— Task objective —
Copy every one of the items below line for line, with no changes of any kind.

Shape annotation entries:
* * * * * * * * *

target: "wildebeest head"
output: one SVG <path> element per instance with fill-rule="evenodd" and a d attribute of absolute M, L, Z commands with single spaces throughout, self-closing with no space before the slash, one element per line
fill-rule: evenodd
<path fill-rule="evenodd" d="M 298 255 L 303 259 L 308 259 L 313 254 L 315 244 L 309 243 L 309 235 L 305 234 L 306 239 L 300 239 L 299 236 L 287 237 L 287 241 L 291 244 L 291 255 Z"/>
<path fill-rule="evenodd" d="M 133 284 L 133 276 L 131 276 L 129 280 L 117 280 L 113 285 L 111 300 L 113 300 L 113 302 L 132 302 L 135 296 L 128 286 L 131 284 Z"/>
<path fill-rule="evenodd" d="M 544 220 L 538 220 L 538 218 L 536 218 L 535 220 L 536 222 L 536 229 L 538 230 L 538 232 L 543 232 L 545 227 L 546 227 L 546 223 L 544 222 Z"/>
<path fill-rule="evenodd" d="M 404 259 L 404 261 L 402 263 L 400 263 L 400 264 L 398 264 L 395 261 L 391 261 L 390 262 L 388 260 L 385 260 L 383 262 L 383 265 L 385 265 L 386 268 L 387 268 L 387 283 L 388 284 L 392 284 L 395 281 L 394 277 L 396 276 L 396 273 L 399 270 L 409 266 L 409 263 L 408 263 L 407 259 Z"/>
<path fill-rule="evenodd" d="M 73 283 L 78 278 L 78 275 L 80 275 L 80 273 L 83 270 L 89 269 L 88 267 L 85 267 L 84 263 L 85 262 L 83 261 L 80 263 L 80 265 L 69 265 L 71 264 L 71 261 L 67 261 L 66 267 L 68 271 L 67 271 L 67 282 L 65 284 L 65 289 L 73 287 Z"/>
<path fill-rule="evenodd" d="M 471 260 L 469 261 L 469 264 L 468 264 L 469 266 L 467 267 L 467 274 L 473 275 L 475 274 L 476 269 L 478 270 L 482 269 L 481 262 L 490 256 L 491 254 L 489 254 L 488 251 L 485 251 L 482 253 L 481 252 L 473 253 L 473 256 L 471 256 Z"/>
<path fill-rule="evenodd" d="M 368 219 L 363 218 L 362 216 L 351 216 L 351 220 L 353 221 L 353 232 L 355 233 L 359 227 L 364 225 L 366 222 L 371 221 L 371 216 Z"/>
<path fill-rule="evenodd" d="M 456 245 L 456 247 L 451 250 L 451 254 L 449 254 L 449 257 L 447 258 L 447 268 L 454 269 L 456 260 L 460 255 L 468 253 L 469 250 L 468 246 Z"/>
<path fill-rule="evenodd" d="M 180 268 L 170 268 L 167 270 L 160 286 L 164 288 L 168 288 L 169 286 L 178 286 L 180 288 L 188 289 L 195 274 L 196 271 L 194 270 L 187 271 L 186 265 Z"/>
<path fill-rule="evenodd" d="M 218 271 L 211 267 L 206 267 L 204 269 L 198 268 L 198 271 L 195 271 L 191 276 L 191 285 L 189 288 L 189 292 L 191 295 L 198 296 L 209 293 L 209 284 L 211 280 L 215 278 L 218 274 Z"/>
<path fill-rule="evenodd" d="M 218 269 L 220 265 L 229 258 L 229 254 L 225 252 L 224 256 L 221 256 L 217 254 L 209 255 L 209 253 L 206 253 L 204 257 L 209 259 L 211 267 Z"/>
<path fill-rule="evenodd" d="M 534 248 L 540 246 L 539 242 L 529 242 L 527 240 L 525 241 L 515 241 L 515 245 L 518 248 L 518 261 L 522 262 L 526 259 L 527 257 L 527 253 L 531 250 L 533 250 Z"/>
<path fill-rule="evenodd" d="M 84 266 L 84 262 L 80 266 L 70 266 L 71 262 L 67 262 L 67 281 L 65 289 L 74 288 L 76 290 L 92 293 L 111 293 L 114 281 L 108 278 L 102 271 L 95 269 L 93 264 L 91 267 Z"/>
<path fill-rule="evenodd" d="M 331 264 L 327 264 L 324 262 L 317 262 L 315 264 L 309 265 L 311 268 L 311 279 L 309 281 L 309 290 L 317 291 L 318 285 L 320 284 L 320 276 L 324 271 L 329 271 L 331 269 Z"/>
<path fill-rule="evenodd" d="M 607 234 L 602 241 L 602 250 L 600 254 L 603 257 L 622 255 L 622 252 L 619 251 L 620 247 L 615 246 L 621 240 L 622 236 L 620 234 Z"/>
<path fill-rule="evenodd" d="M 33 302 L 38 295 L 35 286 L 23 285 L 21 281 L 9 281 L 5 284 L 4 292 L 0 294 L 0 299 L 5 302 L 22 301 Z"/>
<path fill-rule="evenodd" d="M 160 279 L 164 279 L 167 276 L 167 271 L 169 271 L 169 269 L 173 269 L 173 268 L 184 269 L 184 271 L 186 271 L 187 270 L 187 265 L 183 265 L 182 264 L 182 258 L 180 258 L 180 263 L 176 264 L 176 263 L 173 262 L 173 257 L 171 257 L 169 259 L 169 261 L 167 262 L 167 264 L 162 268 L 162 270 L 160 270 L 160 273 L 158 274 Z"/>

* * * * * * * * *

— Exercise result —
target: "wildebeest head"
output: one SVG <path> element per instance with fill-rule="evenodd" and a d attribute of absolute M, L, Z commands with single spaces throughout, self-closing with no space before the slash, one element per line
fill-rule: evenodd
<path fill-rule="evenodd" d="M 298 255 L 303 259 L 308 259 L 313 254 L 315 244 L 309 243 L 309 235 L 305 234 L 306 239 L 300 239 L 299 236 L 287 237 L 287 241 L 291 244 L 291 255 Z"/>
<path fill-rule="evenodd" d="M 133 284 L 133 276 L 131 276 L 129 280 L 117 280 L 113 285 L 111 300 L 113 300 L 113 302 L 132 302 L 135 296 L 128 286 L 131 284 Z"/>
<path fill-rule="evenodd" d="M 544 220 L 538 220 L 538 218 L 536 218 L 535 220 L 536 222 L 536 229 L 538 230 L 538 232 L 543 232 L 545 227 L 546 227 L 546 223 L 544 222 Z"/>
<path fill-rule="evenodd" d="M 404 259 L 404 261 L 402 263 L 400 263 L 400 264 L 398 264 L 395 261 L 391 261 L 390 262 L 388 260 L 385 260 L 383 262 L 383 265 L 385 265 L 386 268 L 387 268 L 387 283 L 388 284 L 392 284 L 395 281 L 394 277 L 396 276 L 396 273 L 399 270 L 409 266 L 409 263 L 408 263 L 407 259 Z"/>
<path fill-rule="evenodd" d="M 73 283 L 78 278 L 78 275 L 80 275 L 80 273 L 83 270 L 89 269 L 88 267 L 85 267 L 84 263 L 85 262 L 83 261 L 80 263 L 80 265 L 69 265 L 71 264 L 71 261 L 67 261 L 66 267 L 68 271 L 67 271 L 67 282 L 65 284 L 65 289 L 73 287 Z"/>
<path fill-rule="evenodd" d="M 471 260 L 469 261 L 469 264 L 468 264 L 469 266 L 467 267 L 467 274 L 473 275 L 475 274 L 476 269 L 478 270 L 482 269 L 481 262 L 490 256 L 491 254 L 489 254 L 488 251 L 485 251 L 482 253 L 481 252 L 473 253 L 473 256 L 471 256 Z"/>
<path fill-rule="evenodd" d="M 368 219 L 363 218 L 362 216 L 351 216 L 351 220 L 353 221 L 353 232 L 355 233 L 359 227 L 364 225 L 366 222 L 371 221 L 371 216 Z"/>
<path fill-rule="evenodd" d="M 456 245 L 456 247 L 451 250 L 451 254 L 449 254 L 449 257 L 447 258 L 447 268 L 454 269 L 456 260 L 460 255 L 468 253 L 469 250 L 468 246 Z"/>
<path fill-rule="evenodd" d="M 180 268 L 170 268 L 167 270 L 160 286 L 164 288 L 168 288 L 169 286 L 178 286 L 180 288 L 188 289 L 195 274 L 196 271 L 194 270 L 187 271 L 186 265 Z"/>
<path fill-rule="evenodd" d="M 218 271 L 211 267 L 206 267 L 204 269 L 198 268 L 198 271 L 195 271 L 191 276 L 191 285 L 189 288 L 189 292 L 191 295 L 198 296 L 209 293 L 209 284 L 211 280 L 215 278 L 218 274 Z"/>
<path fill-rule="evenodd" d="M 218 269 L 220 265 L 229 258 L 229 254 L 225 252 L 224 256 L 221 256 L 217 254 L 209 255 L 209 253 L 206 253 L 204 257 L 209 259 L 211 267 Z"/>
<path fill-rule="evenodd" d="M 534 248 L 540 246 L 539 242 L 529 242 L 527 240 L 525 241 L 515 241 L 515 245 L 518 248 L 518 261 L 522 262 L 526 259 L 527 257 L 527 253 L 531 250 L 533 250 Z"/>
<path fill-rule="evenodd" d="M 84 266 L 84 262 L 80 266 L 70 266 L 71 262 L 67 262 L 67 281 L 65 289 L 74 288 L 76 290 L 92 293 L 111 293 L 114 281 L 108 278 L 102 271 L 95 269 L 93 264 L 91 267 Z"/>
<path fill-rule="evenodd" d="M 331 264 L 327 264 L 324 262 L 317 262 L 315 264 L 309 265 L 311 268 L 311 279 L 309 281 L 309 290 L 317 291 L 318 285 L 320 284 L 320 276 L 324 271 L 329 271 L 331 269 Z"/>
<path fill-rule="evenodd" d="M 607 234 L 602 241 L 602 250 L 600 254 L 603 257 L 622 255 L 622 252 L 619 251 L 620 247 L 615 246 L 621 240 L 622 236 L 620 234 Z"/>
<path fill-rule="evenodd" d="M 33 302 L 38 295 L 35 286 L 23 285 L 21 281 L 9 281 L 5 284 L 4 292 L 0 294 L 0 299 L 5 302 L 22 301 Z"/>
<path fill-rule="evenodd" d="M 160 279 L 164 279 L 167 276 L 167 271 L 169 271 L 169 269 L 173 269 L 173 268 L 184 269 L 184 271 L 186 271 L 187 270 L 187 265 L 183 265 L 182 264 L 182 258 L 180 258 L 180 263 L 176 264 L 176 263 L 173 262 L 173 257 L 171 257 L 169 259 L 169 261 L 167 262 L 167 264 L 162 268 L 162 270 L 160 270 L 160 273 L 158 274 Z"/>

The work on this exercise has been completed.